• _GIVEN EXERCISE_
Update the stretch of rows from the start through the line containing "POLYGON ((288 91, 290" by replacing "thorny stem" with "rose stem", and leave everything else in those lines unchanged.

• _DATA LINES_
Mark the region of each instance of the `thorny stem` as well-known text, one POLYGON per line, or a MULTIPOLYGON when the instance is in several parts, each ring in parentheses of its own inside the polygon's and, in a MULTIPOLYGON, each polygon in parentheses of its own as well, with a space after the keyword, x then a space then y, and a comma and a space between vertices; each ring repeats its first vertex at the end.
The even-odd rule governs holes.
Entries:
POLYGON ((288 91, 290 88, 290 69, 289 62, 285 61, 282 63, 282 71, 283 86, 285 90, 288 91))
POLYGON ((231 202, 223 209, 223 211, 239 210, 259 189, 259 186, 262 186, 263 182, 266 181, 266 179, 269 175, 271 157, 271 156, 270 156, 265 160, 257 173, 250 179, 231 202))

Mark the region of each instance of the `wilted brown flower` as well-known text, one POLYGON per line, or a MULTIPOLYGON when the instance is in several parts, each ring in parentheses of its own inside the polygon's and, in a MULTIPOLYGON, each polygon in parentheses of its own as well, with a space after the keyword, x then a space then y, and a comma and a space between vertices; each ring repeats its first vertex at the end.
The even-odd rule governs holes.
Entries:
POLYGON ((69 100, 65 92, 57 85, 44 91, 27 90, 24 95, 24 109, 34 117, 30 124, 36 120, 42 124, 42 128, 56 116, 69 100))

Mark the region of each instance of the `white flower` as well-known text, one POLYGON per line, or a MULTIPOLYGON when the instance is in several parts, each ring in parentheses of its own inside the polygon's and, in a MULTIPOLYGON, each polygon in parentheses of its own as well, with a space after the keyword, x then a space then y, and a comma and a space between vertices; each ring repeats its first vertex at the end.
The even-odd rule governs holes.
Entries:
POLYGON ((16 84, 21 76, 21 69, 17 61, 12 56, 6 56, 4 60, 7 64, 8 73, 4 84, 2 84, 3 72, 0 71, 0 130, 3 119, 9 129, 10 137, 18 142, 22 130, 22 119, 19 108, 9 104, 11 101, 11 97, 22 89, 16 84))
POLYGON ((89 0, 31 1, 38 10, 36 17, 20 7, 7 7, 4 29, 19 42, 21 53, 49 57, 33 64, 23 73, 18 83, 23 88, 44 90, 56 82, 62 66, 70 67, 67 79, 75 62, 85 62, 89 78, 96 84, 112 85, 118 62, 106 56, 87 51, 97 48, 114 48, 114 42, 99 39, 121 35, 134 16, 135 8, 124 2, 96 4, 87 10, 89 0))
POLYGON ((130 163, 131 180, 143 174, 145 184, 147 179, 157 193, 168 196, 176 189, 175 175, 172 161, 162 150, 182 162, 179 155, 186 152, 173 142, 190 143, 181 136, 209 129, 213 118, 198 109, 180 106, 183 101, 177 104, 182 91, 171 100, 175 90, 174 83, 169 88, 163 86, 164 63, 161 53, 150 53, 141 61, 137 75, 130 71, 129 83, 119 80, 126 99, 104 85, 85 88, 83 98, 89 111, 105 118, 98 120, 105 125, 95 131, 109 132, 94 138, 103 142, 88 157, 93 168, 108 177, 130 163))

• _TASK SOLUTION_
Mark the region of each instance of the `rose stem` as well-known text, one POLYGON per line, or a MULTIPOLYGON when the instance is in several parts, each ring in parentheses of its own inside the polygon's and, in a MULTIPOLYGON, each polygon in parentheses of its own as well, with a space after the keyword, x then a space then y, and a comma and a space between vertices; each ring repeats its first vertex at the end.
The even-odd rule governs holes.
Entries:
POLYGON ((288 91, 290 88, 290 69, 289 62, 285 61, 282 63, 282 71, 283 86, 285 90, 288 91))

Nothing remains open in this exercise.